(EXERCISE REQUIREMENTS)
(a) Quote the XDOF passage from "Researchers have already" to "their charging cases.".
(b) Answer these questions from the XDOF passage:
(i) In what month and year was XDOF launched?
(ii) How many robot manipulation trajectories does the ABC dataset contain?
(iii) What kind of data makes up the third layer of XDOF's robotics data pyramid?
(c) Proceed with the XDOF passage, writing on from its last sentence.

(SOURCE PASSAGE)
·····

Together with future XDOF co-founder and CTO Fred Shentu, Wu worked on GELLO, an affordable teleoperation system that enables human operators to control robotic arms and generate training data. “The project ultimately became highly influential within the robotics community because many researchers were facing the same limitations,” Wu explained. “A significant number of teams began using similar systems to gather data more effectively.”

Recognizing the market opportunity, Wu, Shentu, and third co-founder and Chief Operating Officer Nemo Jin launched XDOF in October 2024 with the goal of creating a comprehensive data ecosystem for organizations building robotics models. Understanding that simple data collection can become a commodity business, the company has expanded its focus to include data cleaning, annotation, and specialized tooling, creating a continuous and self-improving feedback loop for robotics training.
As an initial step, XDOF is collaborating with UC Berkeley’s AI Research Lab to release what it believes to be the largest collection of high-quality robotics training data ever assembled. Known as ABC, the dataset contains 130,000 robot manipulation trajectories, 300 hours of simulation data, and 100 hours of evaluation data. Academic researchers have never before had access to robotics pre-training data at this scale.
“We’ve repeatedly seen across language models, image generation, and other AI disciplines that when models and datasets become publicly available, the research community often achieves breakthroughs that would have been difficult to predict,” David McAllister, a Berkeley PhD student who helped coordinate the release, told TechCrunch.
Researchers have already leveraged the dataset to train robots on benchmark tasks such as folding T-shirts, flattening cardboard boxes, and placing AirPods into their charging cases.
Unlimited Degrees of Freedom
XDOF intends to operate across three levels of a robotics data pyramid. At the top sits the most valuable category: teleoperation data collected directly on the specific robot intended for deployment. The second layer consists of teleoperated robots gathering more generalized training data, similar to the approach pioneered through GELLO. The third layer includes “egocentric” data, captured from humans performing everyday activities, for which XDOF plans to develop proprietary wearable sensing technology.

·····

Items from a data source

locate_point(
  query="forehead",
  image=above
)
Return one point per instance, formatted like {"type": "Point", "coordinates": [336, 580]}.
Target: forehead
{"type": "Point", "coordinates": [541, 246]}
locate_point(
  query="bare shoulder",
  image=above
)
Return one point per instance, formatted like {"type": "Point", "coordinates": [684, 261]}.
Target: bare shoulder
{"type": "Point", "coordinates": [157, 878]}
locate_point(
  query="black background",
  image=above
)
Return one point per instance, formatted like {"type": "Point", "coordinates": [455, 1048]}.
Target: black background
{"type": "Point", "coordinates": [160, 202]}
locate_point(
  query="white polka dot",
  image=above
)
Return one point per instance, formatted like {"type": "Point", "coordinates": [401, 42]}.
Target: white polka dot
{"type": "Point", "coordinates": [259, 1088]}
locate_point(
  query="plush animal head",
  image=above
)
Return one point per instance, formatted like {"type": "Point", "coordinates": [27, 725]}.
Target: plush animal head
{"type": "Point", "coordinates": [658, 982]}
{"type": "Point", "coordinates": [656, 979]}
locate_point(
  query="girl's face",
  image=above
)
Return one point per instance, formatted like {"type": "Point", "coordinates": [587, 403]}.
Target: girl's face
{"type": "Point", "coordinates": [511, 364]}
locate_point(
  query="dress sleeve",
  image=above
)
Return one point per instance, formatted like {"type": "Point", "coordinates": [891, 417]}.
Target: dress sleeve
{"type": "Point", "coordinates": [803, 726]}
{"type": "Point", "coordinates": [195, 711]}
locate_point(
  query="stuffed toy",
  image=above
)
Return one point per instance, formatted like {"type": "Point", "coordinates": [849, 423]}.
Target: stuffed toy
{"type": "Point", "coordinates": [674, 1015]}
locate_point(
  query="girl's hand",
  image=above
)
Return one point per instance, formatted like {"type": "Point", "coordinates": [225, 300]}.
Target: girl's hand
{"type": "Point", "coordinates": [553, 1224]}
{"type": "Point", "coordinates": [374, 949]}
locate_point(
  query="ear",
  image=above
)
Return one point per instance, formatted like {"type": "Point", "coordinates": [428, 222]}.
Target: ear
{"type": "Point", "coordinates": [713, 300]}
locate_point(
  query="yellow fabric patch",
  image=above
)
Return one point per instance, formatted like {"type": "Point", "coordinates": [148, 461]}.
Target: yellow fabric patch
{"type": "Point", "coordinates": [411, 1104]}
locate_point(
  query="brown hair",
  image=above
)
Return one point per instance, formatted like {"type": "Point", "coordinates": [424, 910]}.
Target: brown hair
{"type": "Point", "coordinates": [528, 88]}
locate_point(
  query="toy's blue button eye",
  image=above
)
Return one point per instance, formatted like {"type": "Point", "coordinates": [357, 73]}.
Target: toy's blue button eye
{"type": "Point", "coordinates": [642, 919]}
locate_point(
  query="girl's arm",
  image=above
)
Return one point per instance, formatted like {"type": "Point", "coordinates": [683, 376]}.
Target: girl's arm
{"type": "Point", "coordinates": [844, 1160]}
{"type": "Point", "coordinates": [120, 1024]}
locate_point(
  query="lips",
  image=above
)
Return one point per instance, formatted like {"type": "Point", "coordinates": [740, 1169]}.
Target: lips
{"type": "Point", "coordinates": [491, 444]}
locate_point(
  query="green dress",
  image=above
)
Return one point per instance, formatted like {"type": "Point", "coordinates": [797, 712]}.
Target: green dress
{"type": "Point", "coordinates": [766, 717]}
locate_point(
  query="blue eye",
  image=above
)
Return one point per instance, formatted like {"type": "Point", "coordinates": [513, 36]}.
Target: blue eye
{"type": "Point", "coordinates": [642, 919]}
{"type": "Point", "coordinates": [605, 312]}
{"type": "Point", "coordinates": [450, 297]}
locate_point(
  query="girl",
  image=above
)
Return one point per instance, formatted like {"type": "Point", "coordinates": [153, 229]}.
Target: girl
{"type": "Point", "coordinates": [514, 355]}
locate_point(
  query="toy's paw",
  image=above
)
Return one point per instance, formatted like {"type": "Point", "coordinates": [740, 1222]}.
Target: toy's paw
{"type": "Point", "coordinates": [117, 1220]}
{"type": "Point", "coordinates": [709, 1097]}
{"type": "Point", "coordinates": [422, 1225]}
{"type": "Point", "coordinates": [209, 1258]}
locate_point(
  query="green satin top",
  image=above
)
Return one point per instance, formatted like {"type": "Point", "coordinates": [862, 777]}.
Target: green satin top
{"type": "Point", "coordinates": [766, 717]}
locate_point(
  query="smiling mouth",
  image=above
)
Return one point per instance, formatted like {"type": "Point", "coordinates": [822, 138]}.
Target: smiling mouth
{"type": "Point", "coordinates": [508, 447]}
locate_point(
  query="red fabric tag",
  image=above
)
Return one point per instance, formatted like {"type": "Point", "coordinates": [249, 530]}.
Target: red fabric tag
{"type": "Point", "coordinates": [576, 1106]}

·····

(ANSWERS TO THE EXERCISES)
(a)
Researchers have already leveraged the dataset to train robots on benchmark tasks such as folding T-shirts, flattening cardboard boxes, and placing AirPods into their charging cases.

(b)
(i) October 2024
(ii) 130,000
(iii) "Egocentric" data, captured from humans performing everyday activities

(c)
“The choice of camera hardware directly influences the quality of the data you collect, which in turn affects the performance of hand-tracking systems and other algorithms,” Wu said. “If the hardware isn’t designed properly from the outset, the resulting dataset may contain hidden issues that only become apparent much later.”

To support this effort, XDOF plans to recruit and train large numbers of teleoperators and egocentric data collectors worldwide. The strategy is highly labor-intensive, which naturally raises an important question: why are major AI laboratories not producing this data themselves?
“You would need facilities spanning hundreds of thousands of square feet and housing hundreds of robots,” Wu explained. “Those robots must be maintained, calibrated, and monitored continuously, while operators need to be recruited and trained to work effectively with the systems.”
Building that kind of infrastructure requires substantial capital, operational expertise, and organizational focus—resources that many AI labs would prefer to allocate elsewhere. XDOF is positioning itself as the specialized partner capable of handling this complexity on their behalf.
The company’s name is derived from the robotics concept of “degrees of freedom,” which refers to the number of independent movements a robot can execute. A human arm, from shoulder to wrist, possesses seven degrees of freedom. Figure AI’s latest humanoid robot features 30.
The “X” in XDOF reflects the company’s broader ambition. As Wu describes it, the goal is to support “arbitrary degrees of freedom, unlimited degrees of freedom” — a vision centered on enabling the next generation of physical AI systems through scalable, high-quality robotics data.